-- Exercise data follows --

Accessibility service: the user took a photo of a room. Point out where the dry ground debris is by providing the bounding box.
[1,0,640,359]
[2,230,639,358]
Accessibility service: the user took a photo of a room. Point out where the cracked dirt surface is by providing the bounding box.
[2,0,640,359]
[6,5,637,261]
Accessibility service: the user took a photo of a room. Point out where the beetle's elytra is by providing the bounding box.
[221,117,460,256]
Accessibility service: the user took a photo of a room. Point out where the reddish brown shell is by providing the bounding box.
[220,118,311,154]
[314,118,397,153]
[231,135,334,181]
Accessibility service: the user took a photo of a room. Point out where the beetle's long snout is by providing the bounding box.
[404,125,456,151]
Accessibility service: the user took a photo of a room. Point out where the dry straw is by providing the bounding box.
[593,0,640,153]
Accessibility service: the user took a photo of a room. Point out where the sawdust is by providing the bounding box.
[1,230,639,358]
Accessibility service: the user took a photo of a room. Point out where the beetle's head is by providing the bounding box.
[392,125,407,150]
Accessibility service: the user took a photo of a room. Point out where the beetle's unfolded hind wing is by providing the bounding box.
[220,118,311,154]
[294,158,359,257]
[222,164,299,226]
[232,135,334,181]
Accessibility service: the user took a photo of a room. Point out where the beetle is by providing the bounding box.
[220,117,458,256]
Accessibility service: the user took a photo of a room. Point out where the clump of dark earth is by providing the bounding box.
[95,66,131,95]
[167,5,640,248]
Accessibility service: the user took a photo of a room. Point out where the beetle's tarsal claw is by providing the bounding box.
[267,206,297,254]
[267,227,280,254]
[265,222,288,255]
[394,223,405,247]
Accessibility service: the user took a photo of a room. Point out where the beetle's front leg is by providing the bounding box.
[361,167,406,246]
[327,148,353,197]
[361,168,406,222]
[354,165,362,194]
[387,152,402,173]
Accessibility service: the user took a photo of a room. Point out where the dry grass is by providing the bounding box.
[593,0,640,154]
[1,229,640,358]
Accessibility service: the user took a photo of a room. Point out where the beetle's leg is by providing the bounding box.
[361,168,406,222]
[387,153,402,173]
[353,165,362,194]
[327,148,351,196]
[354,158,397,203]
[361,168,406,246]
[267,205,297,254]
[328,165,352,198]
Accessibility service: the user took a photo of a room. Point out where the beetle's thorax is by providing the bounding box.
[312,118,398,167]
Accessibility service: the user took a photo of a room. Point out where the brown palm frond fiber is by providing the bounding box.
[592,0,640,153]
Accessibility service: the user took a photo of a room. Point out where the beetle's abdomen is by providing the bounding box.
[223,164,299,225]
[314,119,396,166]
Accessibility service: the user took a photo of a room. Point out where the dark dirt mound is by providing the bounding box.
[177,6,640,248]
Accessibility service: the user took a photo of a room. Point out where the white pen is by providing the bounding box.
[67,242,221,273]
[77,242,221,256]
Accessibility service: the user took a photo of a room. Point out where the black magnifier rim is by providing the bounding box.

-- Exercise data concluded --

[Exercise]
What is needed is a verbatim copy of the data, complete from first line to last.

[Result of the exercise]
Accessibility service: the user took a photo of a room. Point out where the dry ground debris is by providing the bounding box.
[1,0,640,359]
[2,230,639,358]
Accessibility service: the user took a photo of a room. Point out where the cracked dirt surface is by providing the bounding box.
[2,0,640,359]
[6,5,637,261]
Accessibility service: the user took a photo of a room. Point out where the beetle's elytra is by providing the bounding box.
[221,117,460,256]
Accessibility service: the user took a photo of a room. Point out where the reddish brown shell is by providing the bounding box.
[220,118,311,154]
[314,118,397,153]
[231,135,334,181]
Accessibility service: the user took a photo of a room. Point out where the beetle's long snout is by providing the bounding box.
[404,125,456,151]
Accessibility service: the user took a photo of a room. Point out where the dry straw is by providing the bounding box.
[593,0,640,153]
Accessibility service: the user took a photo of a room. Point out where the sawdust is by providing the bounding box.
[1,230,639,358]
Accessibility service: the user took a photo of a room. Point out where the beetle's head is by providing the bounding box.
[392,125,407,150]
Accessibility service: the user took a photo of a room. Point out where the beetle's unfolded hind wing is by providing the bounding box.
[220,118,311,154]
[294,158,359,257]
[222,164,299,226]
[232,135,334,181]
Accessibility service: the user took a photo of a room. Point out where the beetle is by providing the bounding box.
[220,117,458,256]
Accessibility service: the user took a photo of a room. Point out where the clump of dark earth is by providing the bounding box.
[95,66,131,95]
[167,5,640,248]
Accessibility service: the user took a photo of a room. Point out where the beetle's tarsal claw is by providing the bounding box.
[267,206,297,254]
[267,227,280,254]
[265,222,288,255]
[394,223,405,247]
Accessibility service: the user took a photo of a room. Point out where the beetle's front leg is by providing the bounding box.
[361,167,406,246]
[327,148,353,197]
[361,168,406,222]
[354,165,362,194]
[387,152,402,173]
Accessibility service: the user took a photo of a room. Point out where the dry grass is by providing the bounding box.
[593,0,640,154]
[1,229,640,358]
Accessibility service: the user took a photo of a room. Point out where the beetle's leg is by providing the bounding box.
[361,168,406,222]
[387,153,402,173]
[353,165,362,194]
[327,148,351,196]
[354,158,397,203]
[361,168,406,246]
[267,205,297,254]
[328,165,352,198]
Accessibility service: the user took a photo of a room. Point out where the beetle's thorax is by providing the bounding box.
[312,118,398,167]
Accessibility service: the user took a photo of a room. Point out where the brown palm frond fiber is by providing the bounding box.
[592,0,640,153]
Accessibility service: the user took a photo of a room. Point out where the beetle's abdomen is by providing the bounding box.
[223,164,299,225]
[314,119,396,166]
Accessibility service: the user took a photo of a room. Point out where the dark dirt mound is by providing the bounding box.
[177,6,640,248]
Accessibility service: the user took a photo of a room. Point out where the white pen is by providing the bounding box.
[67,242,221,273]
[77,242,221,256]
Accessibility service: the user took a photo of a room. Point out where the black magnifier rim is by providing the bounding box.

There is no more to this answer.